Patentanspruch 1 des 2. Hilfsantrags entspricht Patentanspruch 1 des 1. Hilfsantrags unter Weglassung des Merkmals nach dem ersten Spiegelstrich ("eine Einrichtung (1) ... in Verbindung steht").
Patentanspruch 1 des 3. Hilfsantrags entspricht Patentanspruch 1 des 1. Hilfsantrags mit dem Wort "projizierten" im letzten Merkmal ersetzt durch "ausgestrahlten".
XIV. Die Argumente der Beschwerdeführerin lassen sich wie folgt zusammenfassen:
In der angefochtenen Entscheidung sei der Inhalt von D8 unzulässig ex post facto gewürdigt und Einzelmerkmale seien aus dem Zusammenhang gerissen worden. Maßgeblich für die Beurteilung der Neuheit sei nach ständiger Rechtsprechung aber die Offenbarung eines Dokuments des Standes der Technik im Gesamtzusammenhang. Kinos seien zwar in D8 erwähnt, doch sei D8 insgesamt nicht auf Kinowerbung zugeschnitten, sondern auf das Abspielen von Informationen auf Bildschirmen an Bahnhöfen. Die Zielsetzung von D8 sei es, ein hochdynamisch-chaotisches System zu schaffen, bei dem jederzeit ein Eingriff in das Abspielen der Playlist möglich sei. Mehrere Werbeagenturen könnten Playlists erstellen und in einem zentralen Server ablegen. Jeder, der Zugang zum zentralen Server habe, könne die Playlist verändern. So könnten beispielsweise wichtige aktuelle Informationen wie Zugverspätungen auf dem Bildschirm abgespielt werden. Deshalb fehle in D8 eine zentrale Kontrolle über die Playlist durch die Werbeagentur. In D8 werde nicht an die Agentur zurückgemeldet, ob und zu welchem Zeitpunkt ein bestimmter Werbefilm abgespielt worden sei. Nur die Gesamt-Abspielzeit für die jeweilige Agentur werde aufgezeichnet. Deshalb sei mit dem System von D8 auch keine leistungsgerechte Abrechnung für Kinowerbung möglich.

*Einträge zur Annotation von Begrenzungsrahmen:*
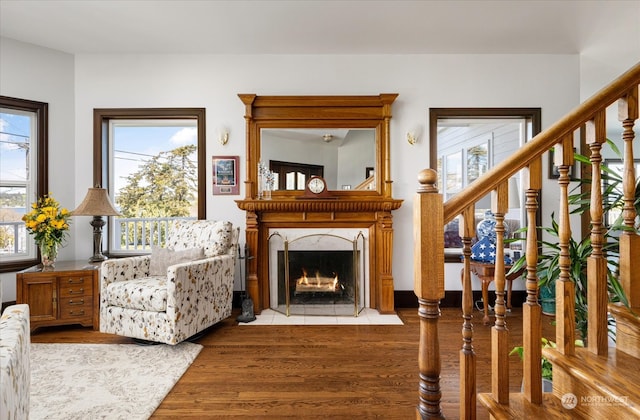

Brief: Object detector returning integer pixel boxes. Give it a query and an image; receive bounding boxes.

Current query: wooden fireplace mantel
[236,94,402,313]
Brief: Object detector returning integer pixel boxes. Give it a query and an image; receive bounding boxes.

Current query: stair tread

*Aufgabenliste:*
**A)** Welches Wort ersetzt laut dem extrahierten Text im letzten Merkmal von Patentanspruch 1 des 3. Hilfsantrags das Wort "projizierten"?
**B)** Gib sämtliche Zeilen der Einträge als JSON-Liste von Zeichenketten aus, je eine Zeichenkette pro Zeile, ohne Leerzeilen und ohne die Bilder.

*Antworten:*
**A)** Das Wort "ausgestrahlten".

**B)**
[
  "Brief: Object detector returning integer pixel boxes. Give it a query and an image; receive bounding boxes.",
  "Current query: wooden fireplace mantel",
  "[236,94,402,313]",
  "Brief: Object detector returning integer pixel boxes. Give it a query and an image; receive bounding boxes.",
  "Current query: stair tread"
]